Problems and tasks.
1. According to the text on state taxation, how much royalty income attributable to Louisiana did Jeopardy Productions earn from its licensing agreements?
2. Rewrite the passage of the state taxation text starting at "Like the internet, examples" and ending at "of State Taxation?", replacing "guidance" with "direction".

Text segment.

[BEGIN]

For the businesses that, like Wayfair, operate dynamic interactive customer-facing websites marketing directly to in-state customers, the question appears to have been answered. They are purposefully availing themselves of the state’s market; they have minimum contacts and substantial nexus with the state. The Constitution likely offers no protection. But what about the owner of the intangible that is at least once removed from the state? The owner of the intangible licenses the right to exploit the intangible to a third party in exchange for a fee that is based at least in part on the third party’s in-state revenue from the intangible. Is the once-removed owner purposefully availing itself of the in-state market? Does it matter if the owner and third party are related? Could unrelated third-party owners of intangibles be a bridge too far for state income tax jurisdiction?14

Like the internet, examples of these types of questions are seemingly endless. It will take time to figure out the answers, but some limited guidance is available.

What Constitutional Limits Still Exist to Stop the Reach of State Taxation?

Recently the Louisiana Court of Appeal heard an income tax case involving personal jurisdiction under the due process clause.15 Jeopardy Productions Inc., whose principal place of business is in California, entered into agreements with third parties for broadcasting rights to the Jeopardy! game show and licensing rights to use the trademark/logo on merchandise and gaming machines.16 Jeopardy conducted its daily activities and licensing operations in California.17 The game show aired on Louisiana-based broadcast stations, and gambling machines bearing the game show’s trademark and logo appeared in casinos and truck stops around the state, resulting in $3,622,595 in royalty income from licensing agreements attributable to Louisiana.18 The Louisiana Department of Revenue filed suit against Jeopardy to collect the corporate and franchise taxes related to the royalty income.19 Jeopardy argued that Louisiana lacked personal jurisdiction because the corporation did not transact business in the state and its contact with Louisiana through unrelated third parties did not meet the level of minimum contacts necessary under the federal due process clause.20

In applying the due process clause principles, the court held that the out-of-state corporation lacked sufficient minimum contacts with the state to satisfy general or specific jurisdiction.21 The court recognized that Jeopardy “made no intentional or direct contact with Louisiana.”22 The court considered Jeopardy’s lack of authority and control over the third parties’ contracting decisions regarding broadcasting the game show and distributing gaming machines and merchandise reflecting the licensed game show trademark and logo.23 The court ultimately held that because the corporation did not directly or intentionally make contact with the state (that is, no purposeful availment), the corporation could not reasonably anticipate being sued in Louisiana and its contact with the state did not reach the level required for personal jurisdiction.24

As we see from the Jeopardy case, the due process clause can provide protection for an out-of-state business given the right circumstances. However, the constitutional protections available to taxpayers heavily depend on the circumstances.

[END]

Dataset excerpt.

[BEGIN]

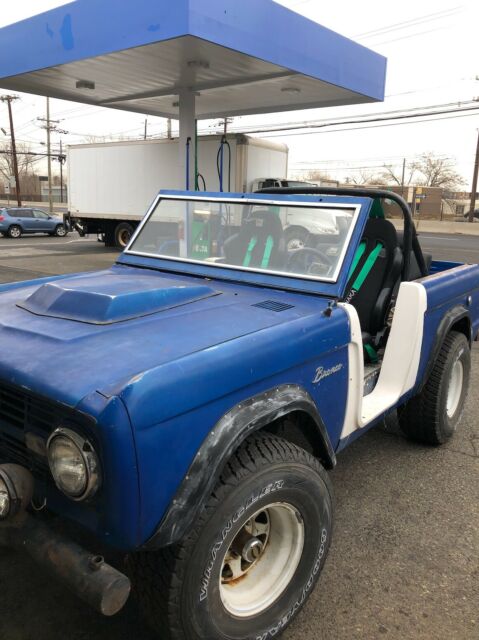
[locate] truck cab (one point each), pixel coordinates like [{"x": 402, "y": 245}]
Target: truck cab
[{"x": 185, "y": 405}]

[END]

Solutions by task.
1. $3,622,595

2.
Like the internet, examples of these types of questions are seemingly endless. It will take time to figure out the answers, but some limited direction is available.

What Constitutional Limits Still Exist to Stop the Reach of State Taxation?